JOB: Count the lines of the entries below that contain the string "steeple", treating uppercase and lowercase as different. Give only the number.

[A block of data]
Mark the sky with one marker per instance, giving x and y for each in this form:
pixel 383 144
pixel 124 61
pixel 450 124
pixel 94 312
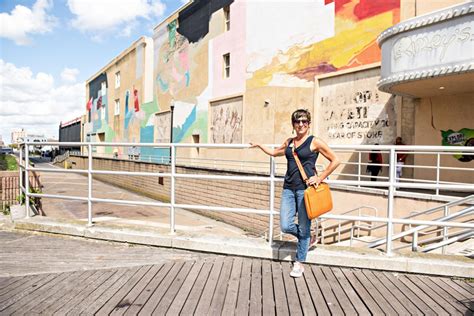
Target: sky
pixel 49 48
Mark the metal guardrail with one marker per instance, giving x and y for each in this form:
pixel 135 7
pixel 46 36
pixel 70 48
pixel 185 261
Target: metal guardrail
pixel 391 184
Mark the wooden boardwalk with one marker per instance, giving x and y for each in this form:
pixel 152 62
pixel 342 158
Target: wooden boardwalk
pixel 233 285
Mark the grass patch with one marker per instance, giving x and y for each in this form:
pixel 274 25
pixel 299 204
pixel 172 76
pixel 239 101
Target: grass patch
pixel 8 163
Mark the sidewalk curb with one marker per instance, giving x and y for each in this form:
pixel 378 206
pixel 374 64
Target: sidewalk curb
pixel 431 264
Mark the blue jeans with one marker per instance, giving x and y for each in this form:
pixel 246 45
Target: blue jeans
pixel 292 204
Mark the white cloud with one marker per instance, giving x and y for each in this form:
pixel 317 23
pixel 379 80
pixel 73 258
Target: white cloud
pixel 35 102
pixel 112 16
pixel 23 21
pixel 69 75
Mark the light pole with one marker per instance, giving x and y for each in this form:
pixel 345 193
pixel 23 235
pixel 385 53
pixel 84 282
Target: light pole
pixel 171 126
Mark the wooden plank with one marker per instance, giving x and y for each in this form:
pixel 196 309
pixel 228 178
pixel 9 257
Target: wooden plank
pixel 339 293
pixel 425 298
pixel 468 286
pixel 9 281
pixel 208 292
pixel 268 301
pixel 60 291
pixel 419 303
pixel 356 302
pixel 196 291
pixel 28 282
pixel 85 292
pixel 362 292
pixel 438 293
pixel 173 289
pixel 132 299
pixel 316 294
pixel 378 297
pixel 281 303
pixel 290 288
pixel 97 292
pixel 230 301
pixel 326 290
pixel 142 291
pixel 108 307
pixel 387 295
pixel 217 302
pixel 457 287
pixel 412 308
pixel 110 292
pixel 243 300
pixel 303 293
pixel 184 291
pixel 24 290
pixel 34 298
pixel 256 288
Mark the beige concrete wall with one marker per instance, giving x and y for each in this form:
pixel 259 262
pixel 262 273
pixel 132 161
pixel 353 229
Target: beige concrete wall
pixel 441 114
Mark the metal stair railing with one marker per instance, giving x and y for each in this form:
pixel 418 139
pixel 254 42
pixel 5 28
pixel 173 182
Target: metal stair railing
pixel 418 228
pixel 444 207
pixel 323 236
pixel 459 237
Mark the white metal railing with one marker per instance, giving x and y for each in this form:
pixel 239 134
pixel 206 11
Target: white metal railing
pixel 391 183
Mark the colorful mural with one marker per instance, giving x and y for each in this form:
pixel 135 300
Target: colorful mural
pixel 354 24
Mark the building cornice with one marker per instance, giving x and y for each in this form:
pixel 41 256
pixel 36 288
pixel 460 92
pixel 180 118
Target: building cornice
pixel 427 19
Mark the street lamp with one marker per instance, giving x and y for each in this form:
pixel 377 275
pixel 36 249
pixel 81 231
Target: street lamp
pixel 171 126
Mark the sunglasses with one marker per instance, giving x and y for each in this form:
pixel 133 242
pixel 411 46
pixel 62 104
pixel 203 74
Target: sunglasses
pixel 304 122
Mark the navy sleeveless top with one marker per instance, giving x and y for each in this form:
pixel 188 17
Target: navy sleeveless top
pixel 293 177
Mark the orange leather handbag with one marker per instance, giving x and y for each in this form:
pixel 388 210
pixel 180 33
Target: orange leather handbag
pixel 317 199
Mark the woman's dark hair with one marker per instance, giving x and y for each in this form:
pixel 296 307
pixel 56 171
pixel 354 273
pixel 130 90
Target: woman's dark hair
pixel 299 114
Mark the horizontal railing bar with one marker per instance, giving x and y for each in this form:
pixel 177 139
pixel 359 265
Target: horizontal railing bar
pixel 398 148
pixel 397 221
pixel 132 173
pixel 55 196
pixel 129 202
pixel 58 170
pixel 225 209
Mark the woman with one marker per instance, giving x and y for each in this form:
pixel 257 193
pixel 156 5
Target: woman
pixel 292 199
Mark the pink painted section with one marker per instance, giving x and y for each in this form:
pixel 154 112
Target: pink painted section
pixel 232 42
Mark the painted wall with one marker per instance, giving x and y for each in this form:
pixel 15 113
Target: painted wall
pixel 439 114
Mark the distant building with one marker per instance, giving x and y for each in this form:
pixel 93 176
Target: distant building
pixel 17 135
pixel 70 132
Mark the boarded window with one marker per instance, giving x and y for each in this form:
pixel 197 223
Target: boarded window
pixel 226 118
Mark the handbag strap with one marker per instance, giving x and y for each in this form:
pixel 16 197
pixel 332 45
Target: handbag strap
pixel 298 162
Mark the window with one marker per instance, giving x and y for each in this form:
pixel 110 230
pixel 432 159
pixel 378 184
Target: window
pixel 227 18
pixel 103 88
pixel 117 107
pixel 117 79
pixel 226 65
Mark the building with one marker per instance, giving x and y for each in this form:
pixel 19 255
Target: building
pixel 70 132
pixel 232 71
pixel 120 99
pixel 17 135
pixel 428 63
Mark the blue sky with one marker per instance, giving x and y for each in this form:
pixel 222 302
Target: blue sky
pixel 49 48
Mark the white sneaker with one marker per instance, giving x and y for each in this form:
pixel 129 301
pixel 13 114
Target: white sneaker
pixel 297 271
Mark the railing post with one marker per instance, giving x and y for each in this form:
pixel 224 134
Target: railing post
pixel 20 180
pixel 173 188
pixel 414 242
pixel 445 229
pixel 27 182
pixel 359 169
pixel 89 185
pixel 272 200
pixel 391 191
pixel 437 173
---
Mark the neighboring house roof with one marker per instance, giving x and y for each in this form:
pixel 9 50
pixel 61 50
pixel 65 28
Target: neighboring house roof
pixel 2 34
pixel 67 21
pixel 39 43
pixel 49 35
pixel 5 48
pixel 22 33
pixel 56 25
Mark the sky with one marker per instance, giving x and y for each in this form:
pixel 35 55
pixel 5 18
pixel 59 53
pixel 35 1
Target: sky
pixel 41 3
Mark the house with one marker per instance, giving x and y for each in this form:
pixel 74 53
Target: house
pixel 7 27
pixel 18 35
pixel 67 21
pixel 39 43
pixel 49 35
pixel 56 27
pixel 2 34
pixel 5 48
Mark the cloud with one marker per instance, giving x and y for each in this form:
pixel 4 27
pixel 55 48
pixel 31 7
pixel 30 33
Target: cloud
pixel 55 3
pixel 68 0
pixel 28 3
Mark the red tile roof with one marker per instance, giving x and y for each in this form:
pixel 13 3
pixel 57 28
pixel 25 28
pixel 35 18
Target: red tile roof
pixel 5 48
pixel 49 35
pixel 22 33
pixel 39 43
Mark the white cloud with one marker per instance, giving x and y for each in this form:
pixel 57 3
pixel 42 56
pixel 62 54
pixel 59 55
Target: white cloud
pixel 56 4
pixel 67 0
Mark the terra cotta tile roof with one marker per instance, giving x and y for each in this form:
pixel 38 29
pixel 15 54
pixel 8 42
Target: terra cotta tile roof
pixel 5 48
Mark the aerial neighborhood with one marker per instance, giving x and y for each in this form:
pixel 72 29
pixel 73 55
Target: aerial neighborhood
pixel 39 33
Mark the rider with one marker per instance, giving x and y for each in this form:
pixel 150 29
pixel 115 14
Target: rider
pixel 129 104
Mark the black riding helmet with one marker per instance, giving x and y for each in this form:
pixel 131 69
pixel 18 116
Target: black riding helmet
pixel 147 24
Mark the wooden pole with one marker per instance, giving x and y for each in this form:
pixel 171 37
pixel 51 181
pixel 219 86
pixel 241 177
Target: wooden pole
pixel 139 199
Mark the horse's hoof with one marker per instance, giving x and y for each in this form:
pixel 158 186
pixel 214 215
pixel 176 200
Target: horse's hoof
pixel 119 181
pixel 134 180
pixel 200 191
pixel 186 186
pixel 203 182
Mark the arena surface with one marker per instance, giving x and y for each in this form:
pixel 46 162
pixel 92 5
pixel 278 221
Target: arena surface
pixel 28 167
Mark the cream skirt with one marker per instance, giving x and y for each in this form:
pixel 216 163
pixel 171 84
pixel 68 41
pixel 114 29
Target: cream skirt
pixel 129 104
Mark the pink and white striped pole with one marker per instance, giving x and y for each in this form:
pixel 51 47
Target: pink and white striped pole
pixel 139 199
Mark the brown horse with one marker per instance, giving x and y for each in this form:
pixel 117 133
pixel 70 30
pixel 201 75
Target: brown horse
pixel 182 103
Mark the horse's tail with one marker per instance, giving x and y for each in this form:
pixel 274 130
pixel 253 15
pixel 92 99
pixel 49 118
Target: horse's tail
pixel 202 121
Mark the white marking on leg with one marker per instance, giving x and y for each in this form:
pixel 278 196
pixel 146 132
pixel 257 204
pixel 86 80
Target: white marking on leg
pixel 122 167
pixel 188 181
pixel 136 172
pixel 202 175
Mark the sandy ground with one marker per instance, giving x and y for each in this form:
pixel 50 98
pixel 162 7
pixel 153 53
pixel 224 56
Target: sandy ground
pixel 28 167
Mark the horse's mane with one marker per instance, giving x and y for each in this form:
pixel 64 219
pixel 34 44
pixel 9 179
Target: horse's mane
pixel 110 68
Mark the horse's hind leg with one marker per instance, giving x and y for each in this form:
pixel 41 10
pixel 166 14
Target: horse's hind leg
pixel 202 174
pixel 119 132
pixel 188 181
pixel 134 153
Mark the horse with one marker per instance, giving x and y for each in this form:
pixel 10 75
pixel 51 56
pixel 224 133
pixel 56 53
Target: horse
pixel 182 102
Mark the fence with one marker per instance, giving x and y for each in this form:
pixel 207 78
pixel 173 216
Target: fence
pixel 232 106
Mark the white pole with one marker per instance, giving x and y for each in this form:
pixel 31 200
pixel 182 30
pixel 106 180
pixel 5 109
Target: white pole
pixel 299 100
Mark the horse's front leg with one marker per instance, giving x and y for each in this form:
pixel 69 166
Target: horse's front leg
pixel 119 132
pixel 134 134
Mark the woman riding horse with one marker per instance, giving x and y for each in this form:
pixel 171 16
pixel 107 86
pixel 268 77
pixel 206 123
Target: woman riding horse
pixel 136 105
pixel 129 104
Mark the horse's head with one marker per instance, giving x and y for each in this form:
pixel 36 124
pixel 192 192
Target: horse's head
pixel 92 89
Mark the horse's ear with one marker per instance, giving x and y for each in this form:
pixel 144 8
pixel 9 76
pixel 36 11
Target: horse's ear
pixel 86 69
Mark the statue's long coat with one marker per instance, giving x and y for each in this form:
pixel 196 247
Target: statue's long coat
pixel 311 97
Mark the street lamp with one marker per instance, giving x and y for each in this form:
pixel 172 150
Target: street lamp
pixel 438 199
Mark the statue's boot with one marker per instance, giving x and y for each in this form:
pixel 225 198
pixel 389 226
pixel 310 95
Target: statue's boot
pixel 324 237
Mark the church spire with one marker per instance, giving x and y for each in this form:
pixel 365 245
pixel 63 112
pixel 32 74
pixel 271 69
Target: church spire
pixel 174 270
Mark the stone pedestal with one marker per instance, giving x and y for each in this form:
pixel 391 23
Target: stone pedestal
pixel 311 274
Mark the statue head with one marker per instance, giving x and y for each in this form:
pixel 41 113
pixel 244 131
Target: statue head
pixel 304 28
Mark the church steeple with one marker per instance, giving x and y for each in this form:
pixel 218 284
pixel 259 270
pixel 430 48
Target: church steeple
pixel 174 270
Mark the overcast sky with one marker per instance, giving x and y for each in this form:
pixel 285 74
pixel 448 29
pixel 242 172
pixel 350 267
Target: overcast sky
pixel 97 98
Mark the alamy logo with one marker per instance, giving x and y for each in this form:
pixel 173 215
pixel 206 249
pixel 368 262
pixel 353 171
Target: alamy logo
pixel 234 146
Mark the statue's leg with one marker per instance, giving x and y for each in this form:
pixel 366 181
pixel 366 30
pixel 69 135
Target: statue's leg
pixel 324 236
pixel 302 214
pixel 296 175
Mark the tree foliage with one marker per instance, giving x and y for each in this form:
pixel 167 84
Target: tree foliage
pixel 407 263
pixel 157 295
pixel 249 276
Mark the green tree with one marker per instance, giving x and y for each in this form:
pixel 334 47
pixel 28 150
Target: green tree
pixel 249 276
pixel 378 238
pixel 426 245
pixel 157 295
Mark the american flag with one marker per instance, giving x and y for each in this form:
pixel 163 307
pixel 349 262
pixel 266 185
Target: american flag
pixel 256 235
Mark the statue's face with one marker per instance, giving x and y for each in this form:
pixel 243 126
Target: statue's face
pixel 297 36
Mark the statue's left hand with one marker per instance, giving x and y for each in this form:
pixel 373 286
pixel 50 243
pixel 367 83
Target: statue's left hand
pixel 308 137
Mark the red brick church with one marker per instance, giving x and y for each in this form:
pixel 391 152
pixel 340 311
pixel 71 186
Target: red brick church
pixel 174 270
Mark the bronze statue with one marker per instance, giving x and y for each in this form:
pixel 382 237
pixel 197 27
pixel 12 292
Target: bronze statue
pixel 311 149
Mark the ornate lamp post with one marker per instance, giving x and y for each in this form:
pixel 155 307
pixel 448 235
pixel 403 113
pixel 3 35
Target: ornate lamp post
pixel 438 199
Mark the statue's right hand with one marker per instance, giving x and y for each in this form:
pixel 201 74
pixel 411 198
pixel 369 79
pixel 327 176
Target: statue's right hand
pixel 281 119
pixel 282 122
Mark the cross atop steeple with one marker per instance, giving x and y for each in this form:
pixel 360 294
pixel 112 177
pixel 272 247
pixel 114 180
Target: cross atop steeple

ANSWER IN FULL: 4